## Stated task
Set down each of the records below word for word, changing nothing.

## Entries
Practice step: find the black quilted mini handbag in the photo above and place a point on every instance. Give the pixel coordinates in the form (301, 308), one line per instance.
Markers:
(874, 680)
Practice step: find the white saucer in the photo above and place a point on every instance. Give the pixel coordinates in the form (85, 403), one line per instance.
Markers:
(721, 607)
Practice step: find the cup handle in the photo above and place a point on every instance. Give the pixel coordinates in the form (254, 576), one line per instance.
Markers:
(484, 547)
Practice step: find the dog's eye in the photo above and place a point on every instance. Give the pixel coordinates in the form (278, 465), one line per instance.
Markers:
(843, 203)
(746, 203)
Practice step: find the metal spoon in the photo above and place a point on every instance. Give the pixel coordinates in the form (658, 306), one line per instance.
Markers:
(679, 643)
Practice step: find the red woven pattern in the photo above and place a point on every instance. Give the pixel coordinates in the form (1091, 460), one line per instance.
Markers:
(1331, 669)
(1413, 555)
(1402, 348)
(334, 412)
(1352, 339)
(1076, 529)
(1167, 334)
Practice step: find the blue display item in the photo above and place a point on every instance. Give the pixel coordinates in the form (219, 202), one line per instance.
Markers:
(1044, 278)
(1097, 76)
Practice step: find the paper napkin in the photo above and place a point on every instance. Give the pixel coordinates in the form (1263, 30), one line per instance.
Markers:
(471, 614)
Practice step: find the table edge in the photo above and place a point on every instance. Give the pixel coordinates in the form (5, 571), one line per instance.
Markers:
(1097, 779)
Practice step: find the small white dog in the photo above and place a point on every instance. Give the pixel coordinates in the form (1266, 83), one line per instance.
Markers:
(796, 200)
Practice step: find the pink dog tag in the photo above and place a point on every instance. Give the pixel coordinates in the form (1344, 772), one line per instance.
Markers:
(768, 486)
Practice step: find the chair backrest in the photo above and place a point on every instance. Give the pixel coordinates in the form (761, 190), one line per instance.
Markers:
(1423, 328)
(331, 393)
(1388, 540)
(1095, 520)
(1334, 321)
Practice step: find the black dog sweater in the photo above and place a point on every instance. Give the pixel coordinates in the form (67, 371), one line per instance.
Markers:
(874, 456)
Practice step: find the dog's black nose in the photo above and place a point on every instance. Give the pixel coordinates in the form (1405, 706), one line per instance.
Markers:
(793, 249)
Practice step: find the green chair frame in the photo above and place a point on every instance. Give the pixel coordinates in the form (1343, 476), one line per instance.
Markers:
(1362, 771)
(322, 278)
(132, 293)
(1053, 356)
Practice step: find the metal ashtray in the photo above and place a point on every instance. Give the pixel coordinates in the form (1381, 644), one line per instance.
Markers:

## Output for this exercise
Practice step: find the black quilted mini handbag in the photo above and place a point on every instance. Give the pixel coordinates in the form (301, 308), one line per instance.
Markers:
(874, 680)
Practice step: find the white saucer in the photo above and place a point on every instance. Give the pixel coordinates in the form (85, 403), one line per instance.
Markers:
(721, 607)
Practice step: find the cup handle in the photo above and place a point on every instance. Give the pixel coordinates in the form (254, 576), one line per instance.
Markers:
(484, 547)
Practice step: find the dog's eye in the photo above and place a point on every instance. Give the pixel coordinates in the form (278, 465), one line per instance.
Markers:
(843, 203)
(746, 203)
Practice step: find the metal spoon in the photo above and place a point on every instance. Give the pixel coordinates in the form (658, 306), one line per instance.
Markers:
(679, 643)
Practice step: find the red woven pattern in the photo above and place a point on every instance. Give the pixel coordinates in the form (1091, 460), one line per instance.
Markers:
(1331, 669)
(1413, 555)
(1402, 348)
(334, 412)
(1352, 339)
(1076, 529)
(1167, 334)
Practice step: find the blue display item in the photo above and place a point on every instance. Give the pixel coordinates in the form (219, 202), one line per instance.
Markers:
(1044, 278)
(1097, 76)
Practice step: find the paper napkin in the photo above and place a point on every instance. Give the pixel coordinates in the form (1263, 30), one line per instance.
Markers:
(471, 614)
Practice step: find the table edge in the photo above and place a point on every instance. Give the pixel coordinates in the form (5, 571), one line per instance.
Markers:
(1097, 779)
Practice step: find the small white dog in the photo above and place a point on every instance. Give the pixel coordinates in the form (1266, 83), one line per instance.
Markers:
(796, 200)
Practice step: find the pink dog tag in the photo above and place a point on every instance. Give the pixel coordinates in the form (1344, 772), one line per instance.
Markers:
(768, 486)
Practice step: find the chair backrest in the photo above and place a point on every instance. Give the pixel coordinates in the form (761, 190), one line per instance.
Markers:
(1423, 328)
(331, 393)
(1388, 540)
(1095, 520)
(1334, 321)
Practice step: find the black dog sweater in the photo above and place a point on every instance. Give the pixel coordinates in the form (67, 371), one line per instance.
Markers:
(874, 456)
Practice step: find the dog's black nose in the photo above and place a point on every instance. Give the pixel coordinates in the form (1405, 706), one line per instance.
Markers:
(793, 249)
Practice step: find the green chair frame in the photo above and place a point on every instance. Give the pixel coordinates in the form (1343, 476), one line per instance.
Markers:
(1362, 771)
(322, 278)
(132, 293)
(1053, 356)
Practice step: find the metal ashtray in the photo above and place a point on every instance. Give the pixel coordinates in the form (1381, 644), one line per instance.
Markers:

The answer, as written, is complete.